## JOB:
Copy every line of the data below word for word, leaving out the pictures.

/---

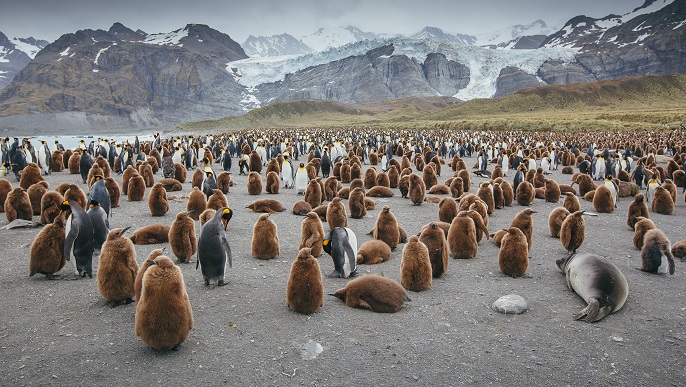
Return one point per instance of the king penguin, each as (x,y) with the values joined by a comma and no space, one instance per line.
(79,238)
(341,244)
(213,248)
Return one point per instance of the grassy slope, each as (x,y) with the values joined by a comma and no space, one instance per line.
(646,102)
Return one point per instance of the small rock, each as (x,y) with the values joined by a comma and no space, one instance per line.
(511,304)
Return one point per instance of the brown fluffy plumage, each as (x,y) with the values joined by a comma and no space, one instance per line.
(555,219)
(164,316)
(18,205)
(151,234)
(312,234)
(386,228)
(415,267)
(305,291)
(265,238)
(182,239)
(373,292)
(117,268)
(513,258)
(157,200)
(47,249)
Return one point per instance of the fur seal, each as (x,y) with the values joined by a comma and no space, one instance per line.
(47,249)
(341,244)
(164,317)
(305,291)
(598,281)
(513,258)
(214,249)
(656,253)
(182,238)
(415,267)
(373,292)
(117,268)
(265,238)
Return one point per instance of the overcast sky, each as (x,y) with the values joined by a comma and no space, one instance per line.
(49,19)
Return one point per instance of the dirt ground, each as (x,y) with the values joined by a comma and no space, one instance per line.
(63,333)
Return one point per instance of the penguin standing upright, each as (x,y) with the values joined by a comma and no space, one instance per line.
(79,239)
(214,249)
(341,244)
(101,225)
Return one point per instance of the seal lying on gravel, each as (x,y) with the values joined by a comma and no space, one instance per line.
(599,282)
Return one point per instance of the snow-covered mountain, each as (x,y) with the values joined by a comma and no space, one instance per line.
(15,54)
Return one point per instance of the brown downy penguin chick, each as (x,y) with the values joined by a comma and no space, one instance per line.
(197,178)
(662,201)
(217,200)
(254,183)
(76,194)
(113,189)
(637,207)
(642,226)
(136,189)
(335,214)
(224,181)
(386,228)
(138,283)
(524,222)
(498,199)
(180,172)
(312,234)
(207,215)
(301,207)
(356,203)
(447,210)
(30,175)
(18,205)
(125,177)
(552,191)
(372,252)
(266,205)
(656,254)
(117,268)
(164,317)
(602,200)
(485,193)
(461,239)
(171,185)
(417,190)
(197,203)
(513,258)
(573,231)
(157,200)
(50,206)
(47,249)
(525,193)
(374,292)
(36,192)
(497,237)
(151,234)
(265,238)
(571,203)
(434,239)
(273,183)
(378,192)
(182,239)
(555,219)
(415,267)
(305,291)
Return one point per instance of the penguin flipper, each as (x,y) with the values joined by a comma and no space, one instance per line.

\---

## SOLUTION FOR THIS PROBLEM:
Return one point per instance of the king penguin, each as (x,y) with the values joined by a comma and no space, one instance per line.
(79,238)
(341,244)
(213,248)
Return one point per instance of the grassy slope, each as (x,y) with the values joined by a comma and no space, one instance per line.
(646,102)
Return one point per instance of the small rock, each as (x,y) with the values joined by a comma and no space, one instance per line.
(511,304)
Return one point per instance of the brown fluffy plumage, each as (x,y) with the values joined by a comma and no space, one instance per line.
(555,219)
(164,316)
(18,205)
(151,234)
(312,234)
(386,228)
(415,267)
(305,291)
(265,238)
(182,239)
(373,292)
(117,268)
(513,258)
(157,200)
(47,249)
Return one point per instance of the fur seal, each as (x,y) with the values joined by a comma and no space, one instance per line.
(47,249)
(341,244)
(164,317)
(305,291)
(598,281)
(513,258)
(214,249)
(656,253)
(182,238)
(415,267)
(373,292)
(117,268)
(265,238)
Return one point per instance of the overcast sky, each as (x,y) with the values joined by a comma and no space, one instance per line.
(49,19)
Return one point per instance of the dirt ground, each as (x,y) with the values joined by a comma and no space, one instance per line.
(63,333)
Return one point per instance of the penguin standing upright, each as (x,y) with the values joined by a comma and no space, one instance per line.
(79,239)
(214,249)
(341,244)
(101,225)
Return one point per instance of the seal lying on gravel, each as (x,y) with the values joined by a comma and no space, one instance per line.
(599,282)
Return one point per instance of the snow-covered mountain, each as (x,y) with the values joined by a comma and no space, one instance per line.
(15,54)
Return one point per instance of the brown downy penguin chick, each as (x,y) with the values joined by a comma and no space, one instance per line.
(197,178)
(662,201)
(217,200)
(254,183)
(76,194)
(113,189)
(637,207)
(642,226)
(136,189)
(335,214)
(224,181)
(386,228)
(138,283)
(524,222)
(498,199)
(180,172)
(312,234)
(207,215)
(301,207)
(356,203)
(447,210)
(30,175)
(18,205)
(125,177)
(552,191)
(372,252)
(266,205)
(656,254)
(117,268)
(164,317)
(602,200)
(485,193)
(461,239)
(171,185)
(417,190)
(197,203)
(513,258)
(573,231)
(157,200)
(50,206)
(47,249)
(525,193)
(374,292)
(36,192)
(497,237)
(151,234)
(265,238)
(571,203)
(434,239)
(273,183)
(378,192)
(182,239)
(555,219)
(415,267)
(305,291)
Return one point per instance of the penguin flipper, each as (x,y) with the values joined by a comma and no space, one instance per line.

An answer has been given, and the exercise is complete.